Como en tantas otras celebraciones del amor, la tradición se encargó de que recayera sobre el varón el deber de regalar y sobre la mujer el de conservar los pañuelos como prueba de fidelidad. El modelo de amor romántico -androcéntrico, por supuesto- y sus mitos tan bien construidos sobre nuestras estructuras sociales han conseguido que en 2017 haya colas en las pastelerías valencianas -y otros establecimientos, en función de la ocasión- de hombres que buscan una bandeja de dulces para sus mujeres.

Hoy, cada vez que nos encontramos con una fecha que celebra, vía tarjeta de crédito o efectivo, el afecto, afortunadamente nos preguntamos por qué. ¿Tiene sentido que sigan siendo los hombres quienes regalen dulces a sus mujeres? Y, como contraposición, ¿se puede mirar una festividad de origen medieval bajo el prisma del siglo XXI?

• Tareas a realizar:
- 1) Traduce al inglés esta oración del texto sobre la tradición de regalar dulces: "Hoy, cada vez que nos encontramos con una fecha que celebra, vía tarjeta de crédito o efectivo, el afecto, afortunadamente nos preguntamos por qué."
- 2) Convierte en una lista breve el párrafo del texto sobre la tradición de regalar dulces que empieza con "Como en tantas otras celebraciones del amor", sin perder sus datos principales.
- 3) Prosigue el texto sobre la tradición de regalar dulces a partir de su última oración.

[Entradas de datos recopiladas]
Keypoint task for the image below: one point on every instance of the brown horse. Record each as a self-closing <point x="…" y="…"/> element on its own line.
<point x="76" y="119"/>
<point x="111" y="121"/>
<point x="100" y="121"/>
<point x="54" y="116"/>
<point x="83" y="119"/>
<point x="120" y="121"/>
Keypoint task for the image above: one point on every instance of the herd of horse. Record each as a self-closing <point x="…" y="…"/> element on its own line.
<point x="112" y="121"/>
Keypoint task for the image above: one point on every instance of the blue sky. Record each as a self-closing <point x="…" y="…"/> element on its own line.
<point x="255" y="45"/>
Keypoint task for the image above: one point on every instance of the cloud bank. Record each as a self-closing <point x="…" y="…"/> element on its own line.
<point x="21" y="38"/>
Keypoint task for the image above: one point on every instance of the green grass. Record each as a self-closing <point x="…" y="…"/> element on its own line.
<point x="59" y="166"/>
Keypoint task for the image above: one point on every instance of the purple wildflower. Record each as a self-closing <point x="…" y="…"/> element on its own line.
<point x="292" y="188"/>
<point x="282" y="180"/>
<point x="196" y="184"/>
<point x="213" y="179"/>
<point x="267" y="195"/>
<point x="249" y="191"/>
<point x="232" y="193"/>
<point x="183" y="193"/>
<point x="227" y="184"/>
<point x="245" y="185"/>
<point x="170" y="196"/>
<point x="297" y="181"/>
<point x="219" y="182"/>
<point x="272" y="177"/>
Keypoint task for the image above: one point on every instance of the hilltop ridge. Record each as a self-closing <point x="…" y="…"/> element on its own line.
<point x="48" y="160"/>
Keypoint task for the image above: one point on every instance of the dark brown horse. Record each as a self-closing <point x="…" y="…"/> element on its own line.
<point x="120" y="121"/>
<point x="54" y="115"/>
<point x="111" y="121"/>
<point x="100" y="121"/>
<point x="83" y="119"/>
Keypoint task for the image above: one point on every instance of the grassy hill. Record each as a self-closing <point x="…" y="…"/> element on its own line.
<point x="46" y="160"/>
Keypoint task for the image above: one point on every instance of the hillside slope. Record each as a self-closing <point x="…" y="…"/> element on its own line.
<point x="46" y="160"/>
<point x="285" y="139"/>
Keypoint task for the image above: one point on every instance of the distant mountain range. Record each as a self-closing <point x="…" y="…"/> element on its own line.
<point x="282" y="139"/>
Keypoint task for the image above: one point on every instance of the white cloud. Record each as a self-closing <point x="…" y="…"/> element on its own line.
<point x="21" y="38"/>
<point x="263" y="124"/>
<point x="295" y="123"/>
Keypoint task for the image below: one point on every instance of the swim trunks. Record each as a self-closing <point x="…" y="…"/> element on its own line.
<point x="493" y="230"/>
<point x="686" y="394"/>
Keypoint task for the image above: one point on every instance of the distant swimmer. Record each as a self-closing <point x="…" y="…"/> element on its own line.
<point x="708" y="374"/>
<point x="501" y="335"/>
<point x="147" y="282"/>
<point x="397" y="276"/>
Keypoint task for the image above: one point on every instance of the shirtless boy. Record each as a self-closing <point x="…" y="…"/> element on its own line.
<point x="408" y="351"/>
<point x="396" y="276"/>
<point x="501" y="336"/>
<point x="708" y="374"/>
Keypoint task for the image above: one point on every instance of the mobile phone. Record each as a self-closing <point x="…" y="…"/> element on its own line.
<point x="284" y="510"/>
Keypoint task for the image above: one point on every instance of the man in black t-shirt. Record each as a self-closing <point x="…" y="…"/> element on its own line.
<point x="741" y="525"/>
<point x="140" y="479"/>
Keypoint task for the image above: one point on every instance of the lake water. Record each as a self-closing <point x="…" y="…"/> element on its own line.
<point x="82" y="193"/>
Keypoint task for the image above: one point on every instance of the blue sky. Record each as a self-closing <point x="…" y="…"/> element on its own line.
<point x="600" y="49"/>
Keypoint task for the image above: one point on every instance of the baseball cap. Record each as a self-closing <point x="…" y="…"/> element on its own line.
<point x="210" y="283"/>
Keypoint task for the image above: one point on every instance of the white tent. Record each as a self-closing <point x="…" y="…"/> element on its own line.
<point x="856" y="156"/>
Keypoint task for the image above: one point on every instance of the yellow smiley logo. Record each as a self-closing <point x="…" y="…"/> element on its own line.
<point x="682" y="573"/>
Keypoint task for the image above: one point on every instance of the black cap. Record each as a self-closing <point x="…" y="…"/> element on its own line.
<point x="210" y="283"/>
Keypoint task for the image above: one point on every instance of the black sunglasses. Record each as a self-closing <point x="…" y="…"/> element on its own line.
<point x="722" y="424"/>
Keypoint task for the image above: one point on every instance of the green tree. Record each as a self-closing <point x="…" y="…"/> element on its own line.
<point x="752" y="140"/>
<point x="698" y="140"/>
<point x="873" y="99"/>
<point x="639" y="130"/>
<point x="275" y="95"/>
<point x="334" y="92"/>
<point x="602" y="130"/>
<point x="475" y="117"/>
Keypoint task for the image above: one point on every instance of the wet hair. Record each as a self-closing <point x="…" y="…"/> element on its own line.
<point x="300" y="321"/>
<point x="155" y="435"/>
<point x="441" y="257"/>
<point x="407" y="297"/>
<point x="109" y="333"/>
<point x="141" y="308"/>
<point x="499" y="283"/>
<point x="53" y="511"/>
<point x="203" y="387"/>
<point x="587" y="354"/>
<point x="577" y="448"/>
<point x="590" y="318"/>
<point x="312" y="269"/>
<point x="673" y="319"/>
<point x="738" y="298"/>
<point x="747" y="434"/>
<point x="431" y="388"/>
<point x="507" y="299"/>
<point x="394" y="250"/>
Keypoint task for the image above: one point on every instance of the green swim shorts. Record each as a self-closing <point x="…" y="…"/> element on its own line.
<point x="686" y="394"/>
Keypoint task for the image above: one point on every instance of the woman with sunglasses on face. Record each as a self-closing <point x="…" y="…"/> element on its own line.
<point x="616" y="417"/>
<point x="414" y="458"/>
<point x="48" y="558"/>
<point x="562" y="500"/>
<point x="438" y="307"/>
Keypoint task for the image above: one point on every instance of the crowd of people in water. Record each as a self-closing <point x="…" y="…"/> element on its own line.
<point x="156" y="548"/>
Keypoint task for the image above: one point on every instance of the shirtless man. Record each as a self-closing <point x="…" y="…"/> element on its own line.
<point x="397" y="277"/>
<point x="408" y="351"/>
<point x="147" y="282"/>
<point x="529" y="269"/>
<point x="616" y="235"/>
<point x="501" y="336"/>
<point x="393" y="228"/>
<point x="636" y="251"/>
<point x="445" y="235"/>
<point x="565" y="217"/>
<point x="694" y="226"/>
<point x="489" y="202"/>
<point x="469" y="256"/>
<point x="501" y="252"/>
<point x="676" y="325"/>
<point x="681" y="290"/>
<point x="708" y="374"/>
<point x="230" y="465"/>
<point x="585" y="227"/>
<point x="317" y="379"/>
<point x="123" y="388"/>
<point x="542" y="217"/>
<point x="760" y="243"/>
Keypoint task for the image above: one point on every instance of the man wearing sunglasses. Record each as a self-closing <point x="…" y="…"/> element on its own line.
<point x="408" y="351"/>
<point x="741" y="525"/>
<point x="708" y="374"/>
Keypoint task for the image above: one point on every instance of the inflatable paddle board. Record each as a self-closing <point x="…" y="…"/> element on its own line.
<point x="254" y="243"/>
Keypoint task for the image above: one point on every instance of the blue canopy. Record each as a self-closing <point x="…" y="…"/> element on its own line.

• Resultados por tarea:
- 1) Today, every time we come across a date that celebrates affection by way of credit card or cash, we fortunately ask ourselves why.

- 2)
- La tradición dejó al hombre la tarea de regalar y a la mujer la de guardar los pañuelos como prueba de fidelidad.
- El modelo de amor romántico, androcéntrico, y sus mitos están bien asentados sobre nuestras estructuras sociales.
- Por eso en 2017 hay colas de hombres en las pastelerías valencianas, y en otras tiendas según la ocasión, que buscan una bandeja de dulces para sus mujeres.

- 3)
Si hemos aprendido a no mirar con los ojos del presente las acciones del pasado, si no tratamos de condenar al destierro una película de los años cuarenta, una canción de los sesenta, o un texto del siglo XVIII ¿por qué sí lo hacemos con una costumbre? Porque las costumbres nos siguen afectando. A nuestro día a día, a la forma que tenemos de ver el mundo, de vernos a nosotros y actuar. En la sociedad patriarcal, los roles y estereotipos de género se encargan de perpetuar el machismo bajo la excusa de la cultura y la tradición. No hace daño a nadie que le entreguen una bandeja de mazapanes, una caja de bombones o un ramo de flores; hace daño, a todos, que haya un ofrendador y una ofrendada por imperativo.

Por suerte o por acción, en el tiempo y lugar que nos ha tocado vivir andamos lejos de la creencia decimonónica de que la cultura de los pueblos es un conjunto de creencias y prácticas prescriptivas. Las tradiciones no son inamovibles. La cultura no es doctrina.

Espero que alguien, dentro de, por ejemplo, diez siglos, se pregunte por qué nos preguntamos si regalar mazapanes está mal.